**Referring expression data:**
+---+

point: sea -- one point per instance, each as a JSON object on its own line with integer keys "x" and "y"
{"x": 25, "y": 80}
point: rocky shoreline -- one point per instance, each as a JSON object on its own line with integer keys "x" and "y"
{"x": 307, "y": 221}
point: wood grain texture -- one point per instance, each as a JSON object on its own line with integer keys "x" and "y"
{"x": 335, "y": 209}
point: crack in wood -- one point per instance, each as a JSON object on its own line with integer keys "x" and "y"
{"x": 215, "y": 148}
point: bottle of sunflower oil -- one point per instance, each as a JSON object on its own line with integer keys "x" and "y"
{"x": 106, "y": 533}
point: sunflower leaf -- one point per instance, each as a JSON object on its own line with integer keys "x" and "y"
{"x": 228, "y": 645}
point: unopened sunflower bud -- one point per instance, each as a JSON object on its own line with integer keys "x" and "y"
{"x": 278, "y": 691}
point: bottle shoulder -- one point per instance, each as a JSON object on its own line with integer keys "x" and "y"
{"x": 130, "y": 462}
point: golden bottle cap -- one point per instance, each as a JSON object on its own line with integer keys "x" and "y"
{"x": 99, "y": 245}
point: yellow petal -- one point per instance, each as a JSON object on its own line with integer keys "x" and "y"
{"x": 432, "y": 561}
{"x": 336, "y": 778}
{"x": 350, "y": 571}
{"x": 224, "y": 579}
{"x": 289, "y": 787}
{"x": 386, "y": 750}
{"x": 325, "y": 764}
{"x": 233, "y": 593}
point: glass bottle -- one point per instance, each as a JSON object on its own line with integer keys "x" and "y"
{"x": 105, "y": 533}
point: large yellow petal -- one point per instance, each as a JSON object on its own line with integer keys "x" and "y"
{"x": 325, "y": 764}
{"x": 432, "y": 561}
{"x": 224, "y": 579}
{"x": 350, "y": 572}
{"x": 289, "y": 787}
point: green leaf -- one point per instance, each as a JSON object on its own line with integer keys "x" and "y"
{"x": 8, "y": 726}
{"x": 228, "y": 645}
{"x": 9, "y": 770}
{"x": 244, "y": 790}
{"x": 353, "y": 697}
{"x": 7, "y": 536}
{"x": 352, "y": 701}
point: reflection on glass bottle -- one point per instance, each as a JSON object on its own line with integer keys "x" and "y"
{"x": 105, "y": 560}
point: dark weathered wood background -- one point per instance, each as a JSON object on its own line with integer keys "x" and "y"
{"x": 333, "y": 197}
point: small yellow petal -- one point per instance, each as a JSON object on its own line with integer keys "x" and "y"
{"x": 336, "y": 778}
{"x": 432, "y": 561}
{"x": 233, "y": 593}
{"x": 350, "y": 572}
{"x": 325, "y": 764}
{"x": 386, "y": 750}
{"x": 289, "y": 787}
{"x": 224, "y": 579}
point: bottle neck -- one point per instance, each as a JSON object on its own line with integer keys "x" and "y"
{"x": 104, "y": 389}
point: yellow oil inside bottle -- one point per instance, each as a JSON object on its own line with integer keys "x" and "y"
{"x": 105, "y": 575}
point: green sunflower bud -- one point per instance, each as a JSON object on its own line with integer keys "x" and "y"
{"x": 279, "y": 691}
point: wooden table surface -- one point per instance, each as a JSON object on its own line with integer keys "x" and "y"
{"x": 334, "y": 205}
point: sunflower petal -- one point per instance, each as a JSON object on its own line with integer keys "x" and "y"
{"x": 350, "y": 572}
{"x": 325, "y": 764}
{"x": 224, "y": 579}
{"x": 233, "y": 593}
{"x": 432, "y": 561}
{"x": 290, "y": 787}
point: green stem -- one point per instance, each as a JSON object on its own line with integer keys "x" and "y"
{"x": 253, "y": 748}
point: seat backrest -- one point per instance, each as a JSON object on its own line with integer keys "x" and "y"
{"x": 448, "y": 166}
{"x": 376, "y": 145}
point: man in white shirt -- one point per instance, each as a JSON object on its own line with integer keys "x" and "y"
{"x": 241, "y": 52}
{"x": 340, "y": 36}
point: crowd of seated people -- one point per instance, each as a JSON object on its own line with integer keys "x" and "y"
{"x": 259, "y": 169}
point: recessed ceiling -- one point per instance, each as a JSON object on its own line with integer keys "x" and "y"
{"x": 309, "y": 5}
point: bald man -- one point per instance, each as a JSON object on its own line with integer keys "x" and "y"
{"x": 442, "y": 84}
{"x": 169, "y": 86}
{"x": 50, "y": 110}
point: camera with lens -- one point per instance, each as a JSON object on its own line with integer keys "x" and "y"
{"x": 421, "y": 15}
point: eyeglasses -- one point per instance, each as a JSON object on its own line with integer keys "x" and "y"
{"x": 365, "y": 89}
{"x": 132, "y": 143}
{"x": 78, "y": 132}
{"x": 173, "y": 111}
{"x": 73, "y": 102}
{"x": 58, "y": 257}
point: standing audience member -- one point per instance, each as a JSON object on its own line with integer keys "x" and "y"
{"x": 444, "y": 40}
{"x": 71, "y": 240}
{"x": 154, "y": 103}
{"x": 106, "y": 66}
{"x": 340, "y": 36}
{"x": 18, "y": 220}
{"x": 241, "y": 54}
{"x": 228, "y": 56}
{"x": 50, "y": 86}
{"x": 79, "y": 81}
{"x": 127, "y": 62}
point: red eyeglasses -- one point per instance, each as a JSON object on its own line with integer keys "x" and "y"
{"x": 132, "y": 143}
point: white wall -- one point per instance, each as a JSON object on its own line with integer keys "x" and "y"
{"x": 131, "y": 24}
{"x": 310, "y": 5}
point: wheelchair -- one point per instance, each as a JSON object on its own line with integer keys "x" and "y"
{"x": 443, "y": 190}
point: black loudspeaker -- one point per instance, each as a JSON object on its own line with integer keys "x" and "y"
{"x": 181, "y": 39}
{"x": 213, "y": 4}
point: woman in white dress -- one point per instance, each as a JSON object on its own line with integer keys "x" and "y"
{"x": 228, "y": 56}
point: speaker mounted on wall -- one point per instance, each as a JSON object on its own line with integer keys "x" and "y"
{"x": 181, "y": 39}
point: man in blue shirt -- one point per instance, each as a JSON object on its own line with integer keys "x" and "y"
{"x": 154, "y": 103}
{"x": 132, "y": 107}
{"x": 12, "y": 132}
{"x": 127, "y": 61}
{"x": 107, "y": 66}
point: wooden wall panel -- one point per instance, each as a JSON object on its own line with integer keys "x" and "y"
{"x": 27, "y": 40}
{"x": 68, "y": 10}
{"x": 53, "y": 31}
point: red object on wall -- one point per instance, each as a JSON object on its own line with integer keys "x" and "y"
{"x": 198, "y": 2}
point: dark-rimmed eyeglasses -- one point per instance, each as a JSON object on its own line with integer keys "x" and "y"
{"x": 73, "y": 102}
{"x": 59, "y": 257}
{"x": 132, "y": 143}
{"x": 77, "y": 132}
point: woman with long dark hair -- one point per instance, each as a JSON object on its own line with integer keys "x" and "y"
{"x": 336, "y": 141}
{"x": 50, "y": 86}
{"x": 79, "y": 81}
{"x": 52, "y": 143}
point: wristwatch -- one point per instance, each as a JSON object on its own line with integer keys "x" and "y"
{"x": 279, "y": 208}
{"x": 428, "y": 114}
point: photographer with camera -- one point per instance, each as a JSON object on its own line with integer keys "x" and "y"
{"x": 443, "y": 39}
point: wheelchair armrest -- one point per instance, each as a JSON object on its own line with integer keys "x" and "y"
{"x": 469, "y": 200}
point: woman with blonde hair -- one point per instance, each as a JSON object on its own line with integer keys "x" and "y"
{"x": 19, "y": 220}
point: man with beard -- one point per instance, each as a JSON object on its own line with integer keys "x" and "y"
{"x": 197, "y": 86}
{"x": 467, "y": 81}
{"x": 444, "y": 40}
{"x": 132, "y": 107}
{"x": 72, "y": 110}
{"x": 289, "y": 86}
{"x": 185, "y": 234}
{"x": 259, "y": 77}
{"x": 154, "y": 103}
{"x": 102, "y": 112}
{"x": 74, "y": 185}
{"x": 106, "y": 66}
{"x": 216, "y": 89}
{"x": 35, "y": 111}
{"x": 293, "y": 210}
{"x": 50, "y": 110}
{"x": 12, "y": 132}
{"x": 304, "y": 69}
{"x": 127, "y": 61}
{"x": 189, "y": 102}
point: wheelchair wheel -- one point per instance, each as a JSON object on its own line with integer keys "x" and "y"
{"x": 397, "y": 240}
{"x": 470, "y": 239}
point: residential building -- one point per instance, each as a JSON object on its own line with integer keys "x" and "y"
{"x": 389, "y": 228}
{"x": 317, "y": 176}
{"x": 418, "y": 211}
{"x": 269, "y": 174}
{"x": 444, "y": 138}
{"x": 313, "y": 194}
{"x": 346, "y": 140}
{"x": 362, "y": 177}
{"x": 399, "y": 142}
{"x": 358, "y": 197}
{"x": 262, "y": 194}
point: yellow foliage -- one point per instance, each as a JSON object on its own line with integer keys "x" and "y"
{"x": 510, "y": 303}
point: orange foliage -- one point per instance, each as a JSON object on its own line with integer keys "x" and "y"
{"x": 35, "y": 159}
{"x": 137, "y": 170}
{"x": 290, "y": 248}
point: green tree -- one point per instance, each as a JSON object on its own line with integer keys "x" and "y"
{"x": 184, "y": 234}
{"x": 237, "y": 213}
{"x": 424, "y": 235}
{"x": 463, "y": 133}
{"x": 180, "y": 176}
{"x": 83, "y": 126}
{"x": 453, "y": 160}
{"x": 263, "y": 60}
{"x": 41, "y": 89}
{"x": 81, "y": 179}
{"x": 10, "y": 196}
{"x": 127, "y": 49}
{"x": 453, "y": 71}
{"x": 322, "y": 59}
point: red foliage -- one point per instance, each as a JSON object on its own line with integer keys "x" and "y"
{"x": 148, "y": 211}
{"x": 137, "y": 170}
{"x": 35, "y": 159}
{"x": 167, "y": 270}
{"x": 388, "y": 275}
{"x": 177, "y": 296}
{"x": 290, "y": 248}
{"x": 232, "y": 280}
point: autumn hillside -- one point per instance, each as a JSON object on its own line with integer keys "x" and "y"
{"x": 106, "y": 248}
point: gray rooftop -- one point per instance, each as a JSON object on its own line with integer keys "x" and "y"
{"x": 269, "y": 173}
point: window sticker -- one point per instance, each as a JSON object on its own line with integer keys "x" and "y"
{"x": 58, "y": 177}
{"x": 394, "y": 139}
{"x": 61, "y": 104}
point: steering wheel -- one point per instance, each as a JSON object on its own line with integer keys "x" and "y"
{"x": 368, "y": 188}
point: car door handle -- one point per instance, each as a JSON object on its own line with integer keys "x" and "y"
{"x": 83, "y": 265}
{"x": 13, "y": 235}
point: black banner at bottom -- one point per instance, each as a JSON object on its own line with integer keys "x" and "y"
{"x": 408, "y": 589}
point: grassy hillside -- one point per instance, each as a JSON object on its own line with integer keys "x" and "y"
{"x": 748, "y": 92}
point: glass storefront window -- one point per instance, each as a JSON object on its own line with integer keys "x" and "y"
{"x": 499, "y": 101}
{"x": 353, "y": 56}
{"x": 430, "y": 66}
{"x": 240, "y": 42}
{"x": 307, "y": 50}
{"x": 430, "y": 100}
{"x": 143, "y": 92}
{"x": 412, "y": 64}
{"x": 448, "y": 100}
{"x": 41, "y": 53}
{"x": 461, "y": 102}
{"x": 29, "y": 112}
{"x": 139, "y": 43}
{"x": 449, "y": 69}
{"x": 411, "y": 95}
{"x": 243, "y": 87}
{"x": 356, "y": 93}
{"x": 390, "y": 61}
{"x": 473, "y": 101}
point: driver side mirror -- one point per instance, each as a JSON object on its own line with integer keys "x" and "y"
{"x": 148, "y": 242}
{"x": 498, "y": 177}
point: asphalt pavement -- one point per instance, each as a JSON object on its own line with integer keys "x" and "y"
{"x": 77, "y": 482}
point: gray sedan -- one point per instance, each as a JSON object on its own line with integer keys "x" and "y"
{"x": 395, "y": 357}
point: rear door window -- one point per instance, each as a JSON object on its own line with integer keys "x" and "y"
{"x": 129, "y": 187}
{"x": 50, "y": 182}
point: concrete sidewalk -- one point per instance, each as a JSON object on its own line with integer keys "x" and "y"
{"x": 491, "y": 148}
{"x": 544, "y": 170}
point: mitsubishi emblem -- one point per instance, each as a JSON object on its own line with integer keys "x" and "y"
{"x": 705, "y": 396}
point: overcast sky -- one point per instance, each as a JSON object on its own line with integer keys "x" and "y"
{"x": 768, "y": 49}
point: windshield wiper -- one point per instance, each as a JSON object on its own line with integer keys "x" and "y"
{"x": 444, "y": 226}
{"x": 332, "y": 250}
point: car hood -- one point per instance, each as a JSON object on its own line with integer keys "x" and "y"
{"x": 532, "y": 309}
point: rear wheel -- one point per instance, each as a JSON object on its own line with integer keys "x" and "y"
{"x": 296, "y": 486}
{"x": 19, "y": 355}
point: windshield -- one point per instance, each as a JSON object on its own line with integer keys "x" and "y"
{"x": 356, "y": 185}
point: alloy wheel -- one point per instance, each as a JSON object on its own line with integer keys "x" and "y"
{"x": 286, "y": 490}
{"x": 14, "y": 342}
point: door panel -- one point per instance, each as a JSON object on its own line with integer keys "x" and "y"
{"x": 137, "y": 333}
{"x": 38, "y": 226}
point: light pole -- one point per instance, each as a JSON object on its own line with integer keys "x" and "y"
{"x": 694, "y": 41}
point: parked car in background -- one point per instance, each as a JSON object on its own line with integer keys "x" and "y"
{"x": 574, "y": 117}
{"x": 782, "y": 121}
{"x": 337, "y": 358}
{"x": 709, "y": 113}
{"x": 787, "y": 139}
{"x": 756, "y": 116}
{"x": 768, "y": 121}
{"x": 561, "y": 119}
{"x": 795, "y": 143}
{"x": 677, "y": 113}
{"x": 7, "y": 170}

+---+

Repeat only the stretch of lines starting at the one containing "point: light pole" and running to the final line of the entries above.

**RESPONSE TO THIS EXERCISE:**
point: light pole -- one point per instance, each as a JSON object on its own line with integer keys "x" and "y"
{"x": 694, "y": 41}
point: parked car in background -- one point per instance, each as a JSON object on its own line with integer keys "x" and "y"
{"x": 574, "y": 117}
{"x": 782, "y": 121}
{"x": 337, "y": 358}
{"x": 709, "y": 113}
{"x": 787, "y": 139}
{"x": 756, "y": 116}
{"x": 768, "y": 121}
{"x": 561, "y": 119}
{"x": 795, "y": 143}
{"x": 677, "y": 113}
{"x": 7, "y": 170}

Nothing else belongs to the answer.